_PASSAGE GIVEN_.

The process is working quite fast, as long as:

  • all heavy lifting is already done by the bundler
  • each file is managed in a separate thread, so if you are using code splitting the process might be quite fast.
  • you can opt-in for swc, making compilation 10 times faster - there is no need to apply any babel plugins again - they are already applied, so we are able to use more specialised tools.
  • bonus: you are getting polyfills for the "whole" bundle, all your node_modules are covered. As well as es5 for the whole bundle - if you are using some es6-based @sindresorhus modules, like query-string - it would just work without any extra configuration!
  • another bonus: it does not matter which framework or bundler you are using - this is working at deployment time. So - it would work even for closed systems like CRA.

In numbers - it's taking 10 seconds to handle bundle it takes 30 seconds to build 😒, and 30 seconds to handle bundle it takes 20 minutes to build 😃.

Bonus - you might use preset-modules, which is not adding any polyfills to create a bundle, and then use devolution to add required ones for your "esm bundle".

The point

The result bundles are the same. They are just laying in different directories. You can use __webpack_public_path__ to control which one has to be, or is loaded, while parcel would work out of the box.

_EXERCISE INSTRUCTIONS_.
Carry on the passage on processing JavaScript bundles at deployment time, picking up right after its last sentence. The material has nothing to do with the passage on processing JavaScript bundles at deployment time.

_RECORDED DATA_.

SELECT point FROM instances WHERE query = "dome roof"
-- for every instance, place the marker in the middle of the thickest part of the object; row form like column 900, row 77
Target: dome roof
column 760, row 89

_RESULT OF THIS TASK_.
Read an article about shipping module/nomodule bundles for details:

The real conclusion

  • you have to ship polyfills to support all possible browsers your customers might use
  • it's quite bad idea to ship all theoretically required polyfills to everybody
  • consider separating bundles for the "modern" and "legacy" browsers, or, at least, separating polyfills you are sending to your clients. Or, at least, use babel/polyfill with entry module useBuiltIns

And keep in mind

  • you are going to send more javascript code to the aged browsers, as long as it would be a result of a transpilation from es6-es7-es8.
  • amount of polyfills to be sent would increase and the numbers of features to polyfill grows
  • the "legacy customer" will suffer in any case, as long as even "modern customers" suffer - there is too much javascript around.
  • however, you might help at least the majority with a few lines

Start using double bundling. Please.
⚠️ However, removing polyfills, you dont need for the more modern bundle, could drive the biggest impact to the bundle size ⚠️, especially for the entry chunk.

Don't be a 🦖, let devolution handle it. At least give it a try, you can setup it in moments and start being more efficient.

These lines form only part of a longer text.